### EXCERPT
===============
NHS trusts say the timescale for the £100m Nursing Technology Fund is challenging as they scramble to get applications ready with one week until the deadline.

The fund, which was announced by Prime Minister David Cameron in October 2012, only opened for bids at the beginning of December, after delays getting sign-off from Treasury.

Some £30m is available for projects this financial year, and the remaining £70m will be available as a second round of funding for the 2014-15 financial year.

In the first round, trusts can apply for funding for digital pens; mobile technology; systems for the collection and logging of vital signs and systems for uploading essential clinical information to digital care records.

Deborah Carter, associate director for clinical informatics and former deputy head of nursing at Central Manchester University Hospitals NHS Foundation Trust, told EHI that the timescales had “constrained” the trust, but it was still working on two projects.

One is to introduce mobile devices and to develop an electronic health record in community services. The other is to further roll out the trust’s Early Warning Assessment System and improve its functionality and alerting features.

“As the bidding process was announced right before the Christmas period, [we have had] a challenge in terms of getting the quality of submission right and ensuring that there has been effective stakeholder involvement,” she said.

“However, this has been achieved. The demonstration against return on investment has been particularly challenging in the timescale.”

Christine Walters at Pennine Acute Hospitals NHS Trust echoed Carter’s views. “The timescales are tight but as soon as the fund was announced we started to work on the possible options and pulling together the required information to support the submission(s),” she said.

However, the trust has yet to decide exactly what projects to submit; unlike Hull and East Yorkshire Hospitals NHS Trust.
===============
### INFORMATION SUPPLIED
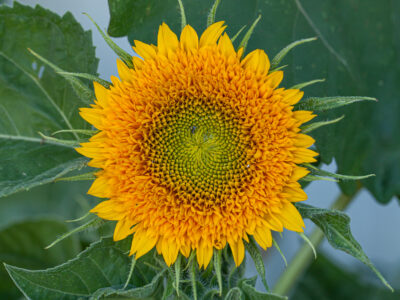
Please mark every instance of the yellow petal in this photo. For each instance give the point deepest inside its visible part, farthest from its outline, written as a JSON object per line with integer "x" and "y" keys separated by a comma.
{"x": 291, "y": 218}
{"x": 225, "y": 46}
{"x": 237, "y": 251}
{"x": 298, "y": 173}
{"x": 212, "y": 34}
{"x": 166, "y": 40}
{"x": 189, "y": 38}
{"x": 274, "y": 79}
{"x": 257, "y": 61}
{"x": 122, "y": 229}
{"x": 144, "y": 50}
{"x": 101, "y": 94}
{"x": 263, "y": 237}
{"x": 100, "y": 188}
===============
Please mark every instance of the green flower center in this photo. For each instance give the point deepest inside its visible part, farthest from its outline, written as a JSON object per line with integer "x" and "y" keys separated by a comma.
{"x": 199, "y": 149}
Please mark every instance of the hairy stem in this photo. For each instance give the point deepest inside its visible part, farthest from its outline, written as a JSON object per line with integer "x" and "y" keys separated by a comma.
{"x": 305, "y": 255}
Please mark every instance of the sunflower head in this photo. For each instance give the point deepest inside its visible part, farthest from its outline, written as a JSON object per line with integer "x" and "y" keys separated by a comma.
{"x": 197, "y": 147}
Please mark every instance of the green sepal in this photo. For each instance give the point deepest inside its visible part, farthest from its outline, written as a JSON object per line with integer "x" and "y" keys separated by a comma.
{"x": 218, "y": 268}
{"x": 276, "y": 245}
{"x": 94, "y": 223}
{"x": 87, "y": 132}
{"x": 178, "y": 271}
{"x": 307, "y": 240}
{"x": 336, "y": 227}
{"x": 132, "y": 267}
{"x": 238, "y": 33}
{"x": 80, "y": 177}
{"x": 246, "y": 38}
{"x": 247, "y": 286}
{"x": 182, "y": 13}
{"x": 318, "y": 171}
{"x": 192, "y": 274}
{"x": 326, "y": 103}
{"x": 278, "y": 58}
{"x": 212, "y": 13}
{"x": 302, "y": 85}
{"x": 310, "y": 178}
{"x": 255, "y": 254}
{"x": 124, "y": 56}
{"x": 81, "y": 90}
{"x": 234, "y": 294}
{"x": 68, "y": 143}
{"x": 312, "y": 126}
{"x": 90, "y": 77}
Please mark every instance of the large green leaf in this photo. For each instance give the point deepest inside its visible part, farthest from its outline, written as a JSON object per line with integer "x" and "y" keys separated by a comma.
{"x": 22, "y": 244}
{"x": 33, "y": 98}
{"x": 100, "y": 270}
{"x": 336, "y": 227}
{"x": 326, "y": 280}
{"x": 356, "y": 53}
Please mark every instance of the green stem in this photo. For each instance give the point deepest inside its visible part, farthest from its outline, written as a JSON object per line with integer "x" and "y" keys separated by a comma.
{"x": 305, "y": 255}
===============
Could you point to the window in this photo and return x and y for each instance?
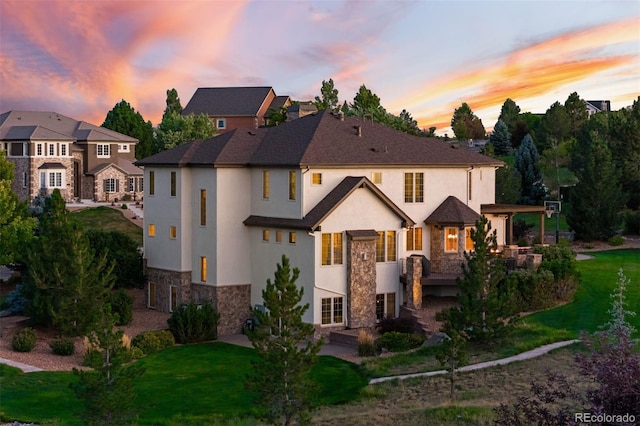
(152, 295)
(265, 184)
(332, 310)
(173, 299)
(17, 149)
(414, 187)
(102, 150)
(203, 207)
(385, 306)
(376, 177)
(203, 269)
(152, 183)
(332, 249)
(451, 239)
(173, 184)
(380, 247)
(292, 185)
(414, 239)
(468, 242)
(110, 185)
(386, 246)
===============
### ABOUT THIS EXERCISE
According to the article on the Nursing Technology Fund, how much money is available for projects in the current financial year? The entries are not required for this exercise.

### ANSWER FOR THE TASK
Some £30m.